### Document passage
++++++

Using pg_start_backup() and pg_stop_backup()

Started by David B Harrisalmost 13 years ago8 messagesgeneral

dbharris@eelf.ddts.net

almost 13 years ago

Good afternoon all,

I'm trying to use pg_start_backup() and pg_stop_backup() to create
point-in-time backups. More specifically, I'm trying to use filesystem
tools (notably rsync or an rsync-like tool) since the production machine
is on the other end of a (narrow, expensive) pipe. pg_dump is too
expensive (both in time and bandwidth); the gzip-compressed database
dump is about 30GB.

These backups might be maintained/used by others who are only somewhat
familiar with Linux and PostgreSQL, so I'm trying to keep them as simple
as possible.

Now if I read it right (and I'm concerned I'm not), then according to
section 24.3 of the documentation (Continuous Archiving and
Point-in-Time Recovery (PITR)), the backup procedure needs to be as
follows:

1. Issue pg_start_backup('label')
2. Perform rsync of cluster directory
3. Issue pg_stop_backup()
4. Copy all logs from start of pg_start_backup() through to when
pg_stop_backup() finished (using the backup history file, I
guess, which I haven't actually been able to find yet :)

So far enough. Before I really grasped that, though, I was testing with
just steps #1 through #3. And everything always seemed to work fine.
Ultimately I tested it dozens of times. With various loads on the
production server (certainly at times with more than enough writes to
max out the number of allowed log segments). And the restore never
failed (no errors at least, and spot-checking the data indicated that
everything appeared to be in place).

Am I on drugs? Just crazy lucky? Is #4 actually necessary? (I can
imagine ways of writing to the cluster files which might make it
unnecessary, maybe somebody implemented that and didn't update the
documentation?)

Thanks very much in advance,

David

--
Arguing with an engineer is like wrestling with a pig in mud.
After a while, you realise the pig is enjoying it.

OpenPGP v4 key ID: 4096R/59DDCB9F
Fingerprint: CC53 F124 35C0 7BC2 58FE 7A3C 157D DFD9 59DD CB9F
Retrieve from subkeys.pgp.net

--
Sent via pgsql-general mailing list (pgsql-general@postgresql.org)
To make changes to your subscription:
http://www.postgresql.org/mailpref/pgsql-general

Michael Paquier

michael@paquier.xyz

almost 13 years ago

In reply to: David B Harris (#1)

Re: Using pg_start_backup() and pg_stop_backup()

On Tue, Jul 16, 2013 at 11:10 PM, David B Harris <dbharris@eelf.ddts.net> wrote:

Good afternoon all,

I'm trying to use pg_start_backup() and pg_stop_backup() to create
point-in-time backups. More specifically, I'm trying to use filesystem
tools (notably rsync or an rsync-like tool) since the production machine
is on the other end of a (narrow, expensive) pipe. pg_dump is too
expensive (both in time and bandwidth); the gzip-compressed database
dump is about 30GB.

++++++

### Exercise 1
Please return each line in the entries below that contains the string "dial".

[Pointing records]
++++++

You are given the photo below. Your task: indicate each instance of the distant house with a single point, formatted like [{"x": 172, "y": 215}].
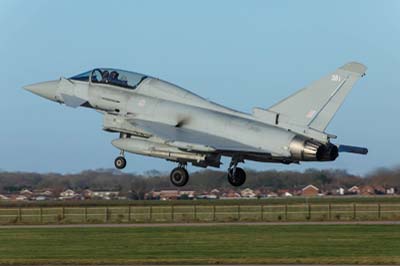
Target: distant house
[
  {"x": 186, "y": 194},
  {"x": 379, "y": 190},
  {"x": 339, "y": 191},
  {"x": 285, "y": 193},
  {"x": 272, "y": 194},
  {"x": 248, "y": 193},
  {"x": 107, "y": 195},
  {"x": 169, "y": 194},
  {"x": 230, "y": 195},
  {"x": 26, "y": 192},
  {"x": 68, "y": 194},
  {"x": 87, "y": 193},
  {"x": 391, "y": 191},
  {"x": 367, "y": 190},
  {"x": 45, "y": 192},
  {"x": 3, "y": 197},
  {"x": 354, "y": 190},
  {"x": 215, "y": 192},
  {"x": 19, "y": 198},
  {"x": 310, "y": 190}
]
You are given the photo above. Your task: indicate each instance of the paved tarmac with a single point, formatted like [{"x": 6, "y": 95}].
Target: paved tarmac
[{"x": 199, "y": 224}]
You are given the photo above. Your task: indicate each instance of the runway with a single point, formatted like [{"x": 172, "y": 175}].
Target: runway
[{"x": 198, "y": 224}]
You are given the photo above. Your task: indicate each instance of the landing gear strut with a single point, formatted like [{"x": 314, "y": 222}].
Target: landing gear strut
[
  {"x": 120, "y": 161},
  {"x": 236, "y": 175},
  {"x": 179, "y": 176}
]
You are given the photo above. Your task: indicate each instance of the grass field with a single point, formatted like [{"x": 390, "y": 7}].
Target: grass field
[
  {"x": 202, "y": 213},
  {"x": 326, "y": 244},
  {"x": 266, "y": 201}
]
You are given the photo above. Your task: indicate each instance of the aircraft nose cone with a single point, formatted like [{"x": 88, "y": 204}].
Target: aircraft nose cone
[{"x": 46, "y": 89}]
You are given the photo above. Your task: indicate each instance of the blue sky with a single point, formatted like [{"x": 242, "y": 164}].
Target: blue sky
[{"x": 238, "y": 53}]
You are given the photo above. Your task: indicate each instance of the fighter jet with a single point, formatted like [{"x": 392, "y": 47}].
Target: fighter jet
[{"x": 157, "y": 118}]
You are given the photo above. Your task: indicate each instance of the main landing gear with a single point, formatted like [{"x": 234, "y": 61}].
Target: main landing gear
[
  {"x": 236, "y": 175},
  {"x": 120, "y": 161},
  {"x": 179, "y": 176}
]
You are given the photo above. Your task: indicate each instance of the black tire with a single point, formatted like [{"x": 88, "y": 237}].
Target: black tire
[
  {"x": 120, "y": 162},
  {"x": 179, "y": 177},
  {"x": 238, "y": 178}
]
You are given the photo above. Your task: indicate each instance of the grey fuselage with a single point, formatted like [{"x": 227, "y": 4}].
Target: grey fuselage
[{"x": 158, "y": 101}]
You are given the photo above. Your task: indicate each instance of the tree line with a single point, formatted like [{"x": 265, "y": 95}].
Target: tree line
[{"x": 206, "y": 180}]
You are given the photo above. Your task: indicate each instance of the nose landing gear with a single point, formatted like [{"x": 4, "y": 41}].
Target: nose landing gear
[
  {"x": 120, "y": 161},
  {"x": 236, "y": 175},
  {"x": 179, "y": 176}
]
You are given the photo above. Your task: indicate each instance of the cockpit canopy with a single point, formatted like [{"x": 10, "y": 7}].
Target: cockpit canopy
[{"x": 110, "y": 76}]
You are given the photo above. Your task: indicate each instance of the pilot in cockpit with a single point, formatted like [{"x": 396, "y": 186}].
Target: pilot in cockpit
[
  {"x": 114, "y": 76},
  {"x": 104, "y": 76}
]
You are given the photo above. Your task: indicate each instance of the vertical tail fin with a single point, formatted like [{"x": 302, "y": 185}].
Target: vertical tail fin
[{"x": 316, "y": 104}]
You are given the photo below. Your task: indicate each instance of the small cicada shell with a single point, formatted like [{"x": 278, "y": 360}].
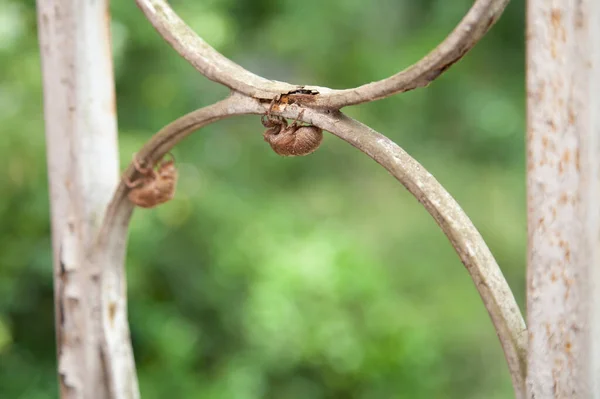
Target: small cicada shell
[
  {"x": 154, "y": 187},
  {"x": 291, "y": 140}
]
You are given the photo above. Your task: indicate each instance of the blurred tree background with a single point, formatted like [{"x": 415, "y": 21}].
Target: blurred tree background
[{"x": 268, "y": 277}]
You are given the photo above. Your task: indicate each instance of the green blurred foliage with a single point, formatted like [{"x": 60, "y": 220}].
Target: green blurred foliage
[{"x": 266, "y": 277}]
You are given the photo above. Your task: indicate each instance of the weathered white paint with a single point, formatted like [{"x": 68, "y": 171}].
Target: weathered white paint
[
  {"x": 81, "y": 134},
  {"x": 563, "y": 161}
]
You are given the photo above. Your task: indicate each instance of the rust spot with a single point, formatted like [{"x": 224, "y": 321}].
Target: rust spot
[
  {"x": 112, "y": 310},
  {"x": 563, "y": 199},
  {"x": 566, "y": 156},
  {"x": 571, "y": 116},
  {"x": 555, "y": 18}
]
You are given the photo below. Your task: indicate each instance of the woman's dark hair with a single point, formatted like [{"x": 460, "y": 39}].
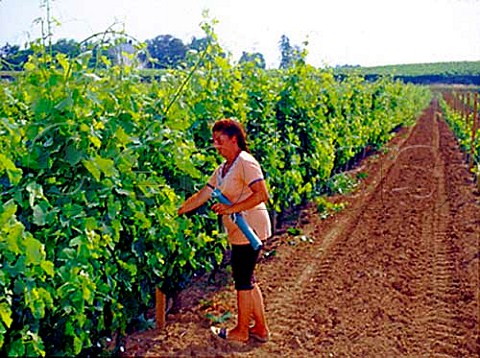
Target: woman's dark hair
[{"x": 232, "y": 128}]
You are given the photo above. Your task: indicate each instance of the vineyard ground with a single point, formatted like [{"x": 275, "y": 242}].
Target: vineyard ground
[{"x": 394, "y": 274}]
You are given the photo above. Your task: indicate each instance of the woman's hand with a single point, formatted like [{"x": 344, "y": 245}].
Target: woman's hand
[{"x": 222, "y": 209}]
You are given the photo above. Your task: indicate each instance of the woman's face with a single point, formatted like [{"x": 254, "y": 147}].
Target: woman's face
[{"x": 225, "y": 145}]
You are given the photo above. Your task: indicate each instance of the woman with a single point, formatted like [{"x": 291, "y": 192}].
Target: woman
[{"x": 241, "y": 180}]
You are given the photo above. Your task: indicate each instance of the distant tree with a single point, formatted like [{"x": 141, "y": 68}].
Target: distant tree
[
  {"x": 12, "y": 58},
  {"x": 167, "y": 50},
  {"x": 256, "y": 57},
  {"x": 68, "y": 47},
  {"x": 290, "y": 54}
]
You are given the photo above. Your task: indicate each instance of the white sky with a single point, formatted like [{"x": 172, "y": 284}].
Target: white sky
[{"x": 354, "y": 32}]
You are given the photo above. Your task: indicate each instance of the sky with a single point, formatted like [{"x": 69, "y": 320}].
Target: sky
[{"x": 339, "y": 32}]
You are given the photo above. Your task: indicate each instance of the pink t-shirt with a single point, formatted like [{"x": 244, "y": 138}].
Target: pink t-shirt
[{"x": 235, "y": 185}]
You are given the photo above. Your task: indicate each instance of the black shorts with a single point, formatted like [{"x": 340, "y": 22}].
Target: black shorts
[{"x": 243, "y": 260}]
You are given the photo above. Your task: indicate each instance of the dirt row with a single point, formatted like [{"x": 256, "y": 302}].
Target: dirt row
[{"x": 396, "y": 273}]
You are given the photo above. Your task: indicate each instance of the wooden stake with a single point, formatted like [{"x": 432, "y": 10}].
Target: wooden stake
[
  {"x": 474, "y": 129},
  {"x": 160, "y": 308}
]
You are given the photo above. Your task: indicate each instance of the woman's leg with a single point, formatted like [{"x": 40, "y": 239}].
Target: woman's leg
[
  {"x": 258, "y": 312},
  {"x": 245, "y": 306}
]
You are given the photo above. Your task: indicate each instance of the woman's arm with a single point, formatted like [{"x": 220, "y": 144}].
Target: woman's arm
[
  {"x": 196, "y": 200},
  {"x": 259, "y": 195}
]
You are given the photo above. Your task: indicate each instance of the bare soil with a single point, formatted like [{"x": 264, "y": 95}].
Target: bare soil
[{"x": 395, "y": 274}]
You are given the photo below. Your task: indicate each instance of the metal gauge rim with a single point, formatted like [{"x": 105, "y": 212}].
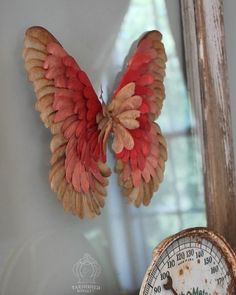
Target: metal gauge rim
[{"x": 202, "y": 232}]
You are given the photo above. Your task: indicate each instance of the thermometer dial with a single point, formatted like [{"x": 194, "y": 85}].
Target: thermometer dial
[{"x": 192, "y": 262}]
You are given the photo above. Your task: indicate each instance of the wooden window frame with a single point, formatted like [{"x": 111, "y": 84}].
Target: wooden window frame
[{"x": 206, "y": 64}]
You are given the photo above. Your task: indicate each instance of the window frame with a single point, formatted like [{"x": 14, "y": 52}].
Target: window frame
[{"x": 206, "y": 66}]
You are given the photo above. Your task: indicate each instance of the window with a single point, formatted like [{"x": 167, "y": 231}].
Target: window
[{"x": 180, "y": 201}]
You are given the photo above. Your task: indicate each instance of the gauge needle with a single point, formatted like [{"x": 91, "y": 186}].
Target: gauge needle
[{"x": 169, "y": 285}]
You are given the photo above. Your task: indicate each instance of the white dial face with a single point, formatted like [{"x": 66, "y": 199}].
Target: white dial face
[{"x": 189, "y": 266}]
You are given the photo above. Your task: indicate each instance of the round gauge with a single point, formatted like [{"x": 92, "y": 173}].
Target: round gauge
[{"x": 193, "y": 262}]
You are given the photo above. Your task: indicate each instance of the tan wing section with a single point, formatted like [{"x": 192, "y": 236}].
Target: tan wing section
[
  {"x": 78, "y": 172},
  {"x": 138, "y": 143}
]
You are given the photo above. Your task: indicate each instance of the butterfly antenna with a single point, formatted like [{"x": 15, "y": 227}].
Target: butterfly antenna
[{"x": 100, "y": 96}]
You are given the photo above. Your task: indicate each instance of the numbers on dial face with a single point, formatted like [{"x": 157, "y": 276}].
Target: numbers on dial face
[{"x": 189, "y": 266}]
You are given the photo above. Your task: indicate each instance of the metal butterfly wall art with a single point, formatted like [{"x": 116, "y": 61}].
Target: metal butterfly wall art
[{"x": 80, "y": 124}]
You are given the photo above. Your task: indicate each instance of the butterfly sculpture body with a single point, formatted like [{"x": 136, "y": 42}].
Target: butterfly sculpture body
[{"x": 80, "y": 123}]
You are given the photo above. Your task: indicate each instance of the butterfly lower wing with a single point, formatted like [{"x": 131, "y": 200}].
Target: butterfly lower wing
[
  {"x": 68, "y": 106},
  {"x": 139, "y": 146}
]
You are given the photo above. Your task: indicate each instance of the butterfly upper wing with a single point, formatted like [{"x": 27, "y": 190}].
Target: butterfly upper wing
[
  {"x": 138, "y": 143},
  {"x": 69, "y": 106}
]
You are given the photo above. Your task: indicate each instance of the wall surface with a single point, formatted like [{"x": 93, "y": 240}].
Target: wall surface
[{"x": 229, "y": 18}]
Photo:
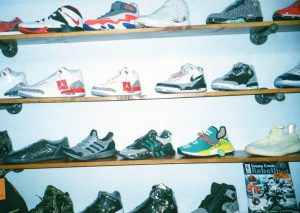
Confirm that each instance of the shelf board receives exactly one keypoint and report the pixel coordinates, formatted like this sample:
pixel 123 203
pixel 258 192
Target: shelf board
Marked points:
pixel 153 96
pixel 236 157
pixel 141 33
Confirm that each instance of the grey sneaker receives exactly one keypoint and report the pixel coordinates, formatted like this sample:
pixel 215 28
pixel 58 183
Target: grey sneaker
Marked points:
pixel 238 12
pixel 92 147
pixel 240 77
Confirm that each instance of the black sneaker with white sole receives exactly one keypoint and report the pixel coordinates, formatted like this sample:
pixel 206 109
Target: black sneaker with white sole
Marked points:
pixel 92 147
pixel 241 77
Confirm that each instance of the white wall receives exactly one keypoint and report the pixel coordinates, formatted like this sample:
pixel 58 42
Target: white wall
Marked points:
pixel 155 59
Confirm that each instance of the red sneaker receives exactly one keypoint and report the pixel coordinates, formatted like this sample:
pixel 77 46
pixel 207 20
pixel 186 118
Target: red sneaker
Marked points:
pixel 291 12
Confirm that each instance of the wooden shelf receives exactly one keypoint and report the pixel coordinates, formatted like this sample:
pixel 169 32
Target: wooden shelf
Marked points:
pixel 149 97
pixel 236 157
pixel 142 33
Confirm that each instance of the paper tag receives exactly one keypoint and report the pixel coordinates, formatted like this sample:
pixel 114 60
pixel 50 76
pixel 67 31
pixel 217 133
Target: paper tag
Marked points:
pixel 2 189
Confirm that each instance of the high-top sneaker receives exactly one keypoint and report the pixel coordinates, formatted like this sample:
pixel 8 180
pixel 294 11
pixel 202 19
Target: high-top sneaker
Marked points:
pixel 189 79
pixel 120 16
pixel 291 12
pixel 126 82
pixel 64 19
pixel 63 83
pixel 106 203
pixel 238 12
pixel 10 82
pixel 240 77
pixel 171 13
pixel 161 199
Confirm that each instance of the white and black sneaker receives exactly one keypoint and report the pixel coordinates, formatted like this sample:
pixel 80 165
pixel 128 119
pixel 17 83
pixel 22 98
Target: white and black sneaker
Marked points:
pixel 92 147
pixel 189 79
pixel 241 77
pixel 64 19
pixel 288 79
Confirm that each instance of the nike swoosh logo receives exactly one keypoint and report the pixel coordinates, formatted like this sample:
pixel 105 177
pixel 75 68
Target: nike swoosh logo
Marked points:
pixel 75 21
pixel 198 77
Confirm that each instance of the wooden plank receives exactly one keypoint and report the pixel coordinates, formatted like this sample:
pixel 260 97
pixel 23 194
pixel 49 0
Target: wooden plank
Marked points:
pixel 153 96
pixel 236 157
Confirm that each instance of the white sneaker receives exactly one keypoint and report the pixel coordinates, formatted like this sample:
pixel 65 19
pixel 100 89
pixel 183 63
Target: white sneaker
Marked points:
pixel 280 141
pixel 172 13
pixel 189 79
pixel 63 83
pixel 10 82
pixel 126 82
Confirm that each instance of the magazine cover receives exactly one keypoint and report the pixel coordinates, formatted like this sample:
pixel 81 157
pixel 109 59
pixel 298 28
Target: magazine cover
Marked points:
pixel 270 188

++++++

### Exercise 2
According to the forum thread above, how large is the gzip-compressed database dump?

### Task solution 1
You are given the photo above. Your task: indicate each instance of the thermometer dial with a single point, formatted like [{"x": 194, "y": 85}].
Target: thermometer dial
You are given the photo above. Your task: indicate each instance of the white dial face with a single point, formatted like [{"x": 66, "y": 199}].
Target: white dial face
You are given the photo above. Your task: indicate each instance of the numbers on dial face with a single point, formatted like [{"x": 157, "y": 276}].
Target: numbers on dial face

### Task solution 2
About 30GB.